Premier long métrage de Sven Bresser, Rietland est un choc visuel, un thriller intense qui se déroule dans la région de l’Ijsselmeer au nord des Pays-bas. Doué d’une vraie patte cinématographique, Sven Bresser réalise un film viscéral et sombre, tant par l’ image d’une beauté à couper le souffle que par sa mise en scène au point de vue si délicat. Le film avait fait sensation à la Semaine de la Critique du 78e festival de Cannes et était le candidat officiel des Pays-Bas aux Oscars. A lire aussi : entretien avec le cinéaste.
Fermier solitaire de l’Ijsselmeer, région marécageuse des Pays-bas, Johan découvre sur ses terres le corps d’une jeune fille qui a été violée et assassinée. Alors qu’il s’occupe de sa petite fille il se lance à la recherche de la vérité. Mais le mal se cache parfois derrière les apparences les plus ordinaires.

Entrées enregistrées:
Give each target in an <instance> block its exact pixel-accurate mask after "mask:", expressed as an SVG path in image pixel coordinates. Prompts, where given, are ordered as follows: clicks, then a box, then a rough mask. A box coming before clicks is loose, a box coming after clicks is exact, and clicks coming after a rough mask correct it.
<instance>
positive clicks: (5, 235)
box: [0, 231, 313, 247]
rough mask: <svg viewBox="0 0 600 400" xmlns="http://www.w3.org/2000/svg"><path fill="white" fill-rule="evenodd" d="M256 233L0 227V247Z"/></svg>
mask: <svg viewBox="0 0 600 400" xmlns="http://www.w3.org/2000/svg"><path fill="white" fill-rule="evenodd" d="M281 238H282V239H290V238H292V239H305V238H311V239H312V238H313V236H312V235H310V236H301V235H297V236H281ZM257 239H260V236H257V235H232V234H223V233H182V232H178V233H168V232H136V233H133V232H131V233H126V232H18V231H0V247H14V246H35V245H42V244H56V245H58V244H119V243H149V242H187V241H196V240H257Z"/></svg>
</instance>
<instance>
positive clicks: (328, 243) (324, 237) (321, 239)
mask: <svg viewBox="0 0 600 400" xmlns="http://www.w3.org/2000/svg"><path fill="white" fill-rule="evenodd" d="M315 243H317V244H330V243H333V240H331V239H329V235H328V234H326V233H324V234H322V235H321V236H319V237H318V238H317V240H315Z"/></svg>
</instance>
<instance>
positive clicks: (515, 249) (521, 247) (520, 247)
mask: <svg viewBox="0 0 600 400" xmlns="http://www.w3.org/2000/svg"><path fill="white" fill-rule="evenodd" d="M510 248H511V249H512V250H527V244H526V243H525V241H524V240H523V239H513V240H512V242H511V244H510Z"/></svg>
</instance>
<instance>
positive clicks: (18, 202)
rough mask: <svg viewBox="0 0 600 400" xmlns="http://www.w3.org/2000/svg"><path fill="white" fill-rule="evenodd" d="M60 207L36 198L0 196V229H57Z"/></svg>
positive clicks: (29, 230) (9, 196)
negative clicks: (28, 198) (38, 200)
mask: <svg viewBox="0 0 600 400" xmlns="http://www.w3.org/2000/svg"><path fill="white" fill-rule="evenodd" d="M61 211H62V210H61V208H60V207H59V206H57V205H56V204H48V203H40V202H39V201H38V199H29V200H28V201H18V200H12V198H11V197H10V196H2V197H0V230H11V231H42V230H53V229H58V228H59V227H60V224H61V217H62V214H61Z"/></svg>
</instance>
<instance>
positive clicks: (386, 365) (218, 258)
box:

◆ **Consigne A**:
Relevez tous les noms de lieux géographiques cités dans le texte sur le film Rietland.
◆ **Consigne B**:
Poursuivez le texte sur le film Rietland après sa dernière phrase.
Les enregistrements n'ont aucun lien avec le texte.

◆ **Réponse A**:
Ijsselmeer, Pays-Bas, Cannes

◆ **Réponse B**:
Sven Bresser nourrit sa fiction d’une vérité documentaire essentielle à la beauté et l’âpreté du récit. Visage marqué par les années, le taiseux Johan agit mais ne laisse rien paraître. Acteur non professionnel et coupeur de roseau de son état, Gerrit Knobbe interprète admirablement ce vieil homme toujours au labeur. Les gestes du travail sont parfaitement repris, filmés et exposés. Le tout est mis en image d’une manière très picturale, splendide, dans des plans d’ensemble de paysages qui rappellent la peinture flamande, mais où dès l’ouverture l’horizon est très bas.
En situant l’intrigue dans cette région si particulière des Pays-bas, le cinéaste témoigne également d’une crise sociale. Il montre la dégradation des conditions de travail de ces fermiers spécialisés dans les roseaux qui sont utilisés pour couvrir les toits des maisons hollandaises. Ils font face aux règles de l’Europe et au libre-échange. Des conteneurs chinois aux prix cassés inondent le marché alors que ces hommes fauchent encore à la main, contrairement à ceux du village « d’au-delà du lac » qui se sont industrialisés.
Rietland est un thriller rural à la fois social, psychologique et troublant. Il présente un monde à part, à la dérive et en décalage par rapport au monde économique où les hommes tentent de garder le cap face à l’animalité.